Supplied entries =>
━━━━━━━━━━

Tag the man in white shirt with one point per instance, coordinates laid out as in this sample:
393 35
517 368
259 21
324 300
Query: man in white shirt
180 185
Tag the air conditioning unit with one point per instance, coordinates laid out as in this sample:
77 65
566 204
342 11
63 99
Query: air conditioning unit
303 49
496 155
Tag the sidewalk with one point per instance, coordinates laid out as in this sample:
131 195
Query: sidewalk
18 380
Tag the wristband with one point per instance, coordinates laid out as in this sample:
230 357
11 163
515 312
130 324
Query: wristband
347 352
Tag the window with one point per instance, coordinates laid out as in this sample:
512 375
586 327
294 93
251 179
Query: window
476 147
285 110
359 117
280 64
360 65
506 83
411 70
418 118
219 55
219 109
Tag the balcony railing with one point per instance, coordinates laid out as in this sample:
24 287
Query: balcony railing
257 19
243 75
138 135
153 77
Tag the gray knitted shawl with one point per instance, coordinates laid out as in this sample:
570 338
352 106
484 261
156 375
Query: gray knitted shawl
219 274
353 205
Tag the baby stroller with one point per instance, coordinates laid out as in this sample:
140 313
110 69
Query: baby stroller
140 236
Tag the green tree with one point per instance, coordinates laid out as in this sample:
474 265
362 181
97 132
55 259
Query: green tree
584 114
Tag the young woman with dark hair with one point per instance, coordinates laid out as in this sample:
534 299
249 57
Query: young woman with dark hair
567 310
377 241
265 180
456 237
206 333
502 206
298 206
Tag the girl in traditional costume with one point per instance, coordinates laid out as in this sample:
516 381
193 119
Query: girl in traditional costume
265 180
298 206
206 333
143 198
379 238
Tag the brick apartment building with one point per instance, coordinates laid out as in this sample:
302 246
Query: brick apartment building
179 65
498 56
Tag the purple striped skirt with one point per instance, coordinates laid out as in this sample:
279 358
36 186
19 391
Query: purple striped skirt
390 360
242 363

━━━━━━━━━━

Work item => Reproduce the entries above in full, precisely as written.

Task response =>
Tag the man in white shirt with one point per instance, coordinates laid out as in this sample:
393 35
517 368
259 21
324 300
Query: man in white shirt
180 185
Tag the air conditioning unit with one point per instance, coordinates laid out as in this sample:
77 65
566 204
342 11
63 99
Query: air conditioning unit
303 49
496 155
Tag the sidewalk with one point per instance, coordinates laid out as in this sample:
131 195
Query: sidewalk
18 380
Tag the wristband with one point per instance, coordinates laid out as in this sample:
230 357
11 163
515 312
130 324
Query: wristband
347 352
Tag the window with one point per instance, coordinates laid out as in this sample:
512 375
586 327
294 93
251 179
Query: window
476 147
285 110
359 117
280 64
360 65
506 83
411 70
418 118
219 55
219 109
Tag the balcony railing with one point per instance, coordinates laid out as in this sample:
24 287
Query: balcony railing
257 19
243 75
138 135
153 77
Tag the gray knitted shawl with one point per instance, coordinates laid out as in this sample:
570 338
352 106
484 261
156 375
Query: gray knitted shawl
219 274
353 205
Tag the baby stroller with one point per instance, coordinates laid out as in this sample:
140 313
110 69
Query: baby stroller
140 236
Tag the green tree with one point per instance, coordinates laid out as in this sample:
474 265
362 181
97 132
55 259
Query: green tree
584 114
Tag the young woman with dark hair with one point per instance, coordinates laid out as in this sample:
534 299
249 57
Query: young woman with dark hair
567 310
377 241
265 180
456 237
206 333
502 206
298 206
Tag the girl in traditional costume with one point per instance, coordinates laid out as in this sample:
516 381
193 119
Query: girl in traditional costume
265 180
298 206
206 333
143 198
379 238
Tag the brick apartment building with one point per instance, coordinates laid out as in this sample:
302 246
Query: brick apartment building
179 65
498 56
Tag the purple striped skirt with one point per instance, coordinates laid out as in this sample:
279 358
36 186
19 391
Query: purple striped skirt
390 360
242 363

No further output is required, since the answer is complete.